▶ **Texte**:
++++++

Les Turcs nourrissent de grandes espérances. Le 25 octobre 1904, en inaugurant le tronçon Konia-Erégli, le représentant du Sultan, Turkhan Pacha, célébrait l’entreprise en termes enthousiastes : « Cette ligne traversera de vastes vilayets dont le sol est des plus fertiles, réunira deux mers et étendra, comme un arbre robuste, ses ramifications dans toutes les directions. Les régions situées sur son parcours verront leur commerce et leur prospérité ainsi que le bonheur et le bien-être des populations s’accroître et se développer. De nouveaux centres de civilisation et de richesse surgiront et de tous côtés on verra se créer des localités prospères. »

L’opinion répandue en Allemagne n’est pas moins optimiste. L’Assyrie et la Chaldée, sièges, il y a cinq et six mille ans, des civilisations les plus brillantes, retrouveront, au contact du progrès moderne, leur splendeur d’autrefois. Là ont fourmillé les hommes, les sociétés, les idées. De rares oasis l’attestent, le sol n’a rien perdu des qualités naturelles qui firent dans l’antiquité la fortune de ses habitans. Des colons européens, actifs et bien outillés, obtiendront en Mésopotamie les récoltes d’une Terre promise : le blé en abondance, le coton, les fruits ; ils trouveront sur place la houille et le pétrole : séduisante perspective, bien faite pour frapper l’imagination populaire.

++++++

▶ **Données fournies**:
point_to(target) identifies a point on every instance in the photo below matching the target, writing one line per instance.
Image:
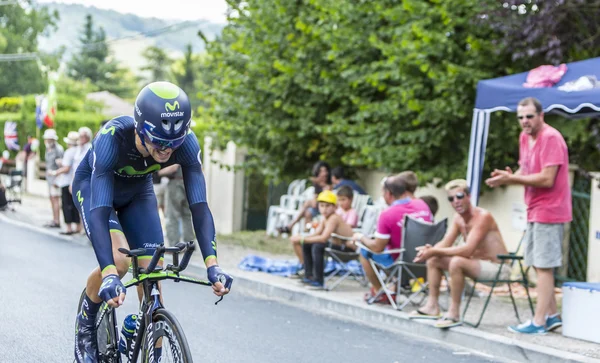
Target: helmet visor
(161, 143)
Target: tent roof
(113, 105)
(504, 93)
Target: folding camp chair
(343, 257)
(415, 233)
(524, 281)
(14, 186)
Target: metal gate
(579, 234)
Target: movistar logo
(109, 129)
(173, 107)
(129, 170)
(170, 108)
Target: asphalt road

++++++

▶ **Travail à faire**:
A. D'après le texte, à quelle date Turkhan Pacha a-t-il inauguré le tronçon Konia-Erégli ?
B. Recopiez fidèlement le passage du texte qui commence par « L’opinion répandue en » et s'achève sur « frapper l’imagination populaire. ».
Appuyez-vous uniquement sur le texte, s'il vous plaît.

▶ **Réponses dans l'ordre**:
A. Le 25 octobre 1904.

B.
L’opinion répandue en Allemagne n’est pas moins optimiste. L’Assyrie et la Chaldée, sièges, il y a cinq et six mille ans, des civilisations les plus brillantes, retrouveront, au contact du progrès moderne, leur splendeur d’autrefois. Là ont fourmillé les hommes, les sociétés, les idées. De rares oasis l’attestent, le sol n’a rien perdu des qualités naturelles qui firent dans l’antiquité la fortune de ses habitans. Des colons européens, actifs et bien outillés, obtiendront en Mésopotamie les récoltes d’une Terre promise : le blé en abondance, le coton, les fruits ; ils trouveront sur place la houille et le pétrole : séduisante perspective, bien faite pour frapper l’imagination populaire.